■ Tasks to perform
(1) List the members of the bench named in the customs order, with the title given for each.
(2) According to the customs order, under which heading of the Customs Tariff Schedule did the appellants say their goods should have been assessed?
(3) In the customs order, copy word for word the passage starting with "CORAM : Shri" and going on through "for the Respondent.".

1983(04)LCX0026

IN THE CEGAT, SPECIAL BENCH `D’, NEW DELHI

CORAM : Shri S. Grover, Vice-President; G. Sankaran, Member (Tech.) and A.J.F. D’souza, Member (Jud.)

ALLIED ENTERPRISES, NEW DELHI

Versus

COLLECTOR OF CUSTOMS, BOMBAY

Order No. D-199/83, dated 15-4-1983

Advocated By : Shri Y.K. Narula, for the Appellants.

Shri K.V. Kunhikrishnan, JDR, for the Respondent.

[Order per : G. Sankaran, Member (Technical)]. - The appellant imported a certain quantity of Matrix Board Stereo Flongs through the Port of Bombay in the year 1976. The goods were classified by the Customs authorities under Heading No. 48.01/21(1) of the 1st Schedule to the Customs Tariff Act, 1975 (hereinafter referred to as Customs Tariff Schedule) and charged to Customs duty at 100% ad val. (Basic duty) plus 20% ad val. (Auxiliary duty) and 30% ad val. (countervailing duty). After clearance of the goods on payment of the duty so assessed, the appellants filed a refund claim before the Assistant Collector of Customs, Bombay on the ground that the goods should have been assessed under Heading No. 84.34 of the Customs Tariff Schedule and not under 48.01/21 and that countervailing duty should have been charged at Rs. 1.60 per kg. as against 30% ad val. The Assistant Collector rejected the claim on the ground that the goods being in sheet form and being no impressed Matrix Board, they fell outside the scope of Heading No. 84.34. He also rejected the appellants’ contention as regards levy of countervailing duty holding that the countervailing duty rate had been changed with effect from 16-3-1976. The appellants thereafter filed an appeal before the Appellate Collector of Customs who held that the goods had been classified and assessed to duty correctly and, therefore, rejected the appeal. Aggrieved with this order the appellants filed a Revision Application before the Central Government which has been transferred to this Tribunal under the provisions of Section 131B of the Customs Act, 1962 as if it were an appeal presented before it.

■ Records
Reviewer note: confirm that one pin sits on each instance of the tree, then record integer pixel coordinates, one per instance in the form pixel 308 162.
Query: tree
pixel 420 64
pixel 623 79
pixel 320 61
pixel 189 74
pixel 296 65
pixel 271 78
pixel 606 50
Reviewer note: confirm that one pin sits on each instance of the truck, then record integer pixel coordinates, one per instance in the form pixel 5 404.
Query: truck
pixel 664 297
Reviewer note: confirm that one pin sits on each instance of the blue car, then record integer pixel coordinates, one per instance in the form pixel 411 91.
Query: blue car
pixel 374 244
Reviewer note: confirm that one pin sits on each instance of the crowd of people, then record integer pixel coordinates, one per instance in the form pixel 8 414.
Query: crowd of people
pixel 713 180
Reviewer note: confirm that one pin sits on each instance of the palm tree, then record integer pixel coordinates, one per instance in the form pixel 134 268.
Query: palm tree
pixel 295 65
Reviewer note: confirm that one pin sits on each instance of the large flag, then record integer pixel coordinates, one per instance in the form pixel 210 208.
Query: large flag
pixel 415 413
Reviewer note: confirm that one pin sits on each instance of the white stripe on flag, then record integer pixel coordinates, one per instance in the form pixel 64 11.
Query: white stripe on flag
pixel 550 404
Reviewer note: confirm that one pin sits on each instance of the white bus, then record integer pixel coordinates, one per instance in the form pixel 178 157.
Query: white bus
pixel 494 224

■ Set of answers
(1)
Shri S. Grover, Vice-President
G. Sankaran, Member (Tech.)
A.J.F. D'souza, Member (Jud.)

(2) Heading No. 84.34.

(3)
CORAM : Shri S. Grover, Vice-President; G. Sankaran, Member (Tech.) and A.J.F. D’souza, Member (Jud.)

ALLIED ENTERPRISES, NEW DELHI

Versus

COLLECTOR OF CUSTOMS, BOMBAY

Order No. D-199/83, dated 15-4-1983

Advocated By : Shri Y.K. Narula, for the Appellants.

Shri K.V. Kunhikrishnan, JDR, for the Respondent.